→ **Extracted text**:
■ ■ ■ ■
Germany's East-West rift still a political hot potato

Germany's East-West rift still a political hot potatoBerlin - East and West Germany's 20-year-old political marriage came under strain at the weekend, as one of the leaders in the country's ruling coalition pondered redrafting Germany's constitution at the behest of citizens from the ex-communist East.

With one eye doubtless on voters in the former East Germany ahead of September's general election, Social Democrat (SPD) leader Franz Muentefering suggested the country's constitution be redrafted - to take into account gripes from ex-Easterners that they were simply swallowed up by the West 20 years ago.

Germany's constitution, or "basic law", which created West Germany in 1949, has become a red-hot political issue because it was not redrawn when East and West Germany were reunified in 1990 after the collapse of the Berlin Wall.

In a weekend interview Muentefering said former East Germans, known colloquially as "Ossies", complained the West had "just slipped your basic law over us, rather than creating a joint constitution," as originally promised.

"Everything suffers from the fact that we didn't really organise a reunification in 1989-90, but added East Germany to the Federal Republic," the SPD leader told German Bild am Sonntag newspaper.

When West Germany was founded, to symbolise the temporary nature of the incomplete nation leaders agreed to implement a "basic law", to be revised and upgraded to a full constitution once all of Germany was united.

But when the Berlin Wall fell and the country was finally reunited, the basic law stayed in place, stoking East German resentment at what many saw as simply being bolted on to the existing West German state.

"Many East Germans have the feeling that we haven't always treated them equally because of the East German system," Muentefering said in Sunday's interview - stoking a chorus of criticism over a still sensitive issue in the supposedly united country.

With the Left Party, partly composed of ex-communists from the East, doing well in opinion polls, particularly in the former east, many suspected Muentefering was simply tacking left in search of votes.
■ ■ ■ ■
→ **Source data**:
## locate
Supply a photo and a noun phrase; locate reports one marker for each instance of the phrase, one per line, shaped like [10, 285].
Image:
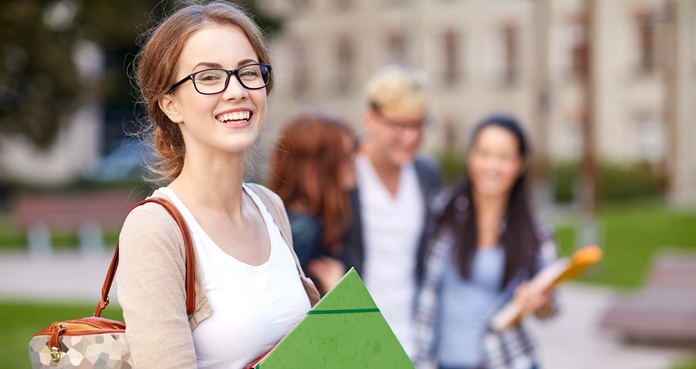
■ ■ ■ ■
→ **To-do list**:
**a.** From the article on Germany's East-West rift, extract the stretch from "When West Germany" through "search of votes.".
**b.** According to the article on Germany's East-West rift, which newspaper did Franz Muentefering speak to in his Sunday interview?
**c.** List every calendar year named in the article on Germany's East-West rift.
The listing is not used for any of this work.

→ **Set of answers**:
**a.**
When West Germany was founded, to symbolise the temporary nature of the incomplete nation leaders agreed to implement a "basic law", to be revised and upgraded to a full constitution once all of Germany was united.

But when the Berlin Wall fell and the country was finally reunited, the basic law stayed in place, stoking East German resentment at what many saw as simply being bolted on to the existing West German state.

"Many East Germans have the feeling that we haven't always treated them equally because of the East German system," Muentefering said in Sunday's interview - stoking a chorus of criticism over a still sensitive issue in the supposedly united country.

With the Left Party, partly composed of ex-communists from the East, doing well in opinion polls, particularly in the former east, many suspected Muentefering was simply tacking left in search of votes.

**b.** Bild am Sonntag

**c.** 1949, 1989, 1990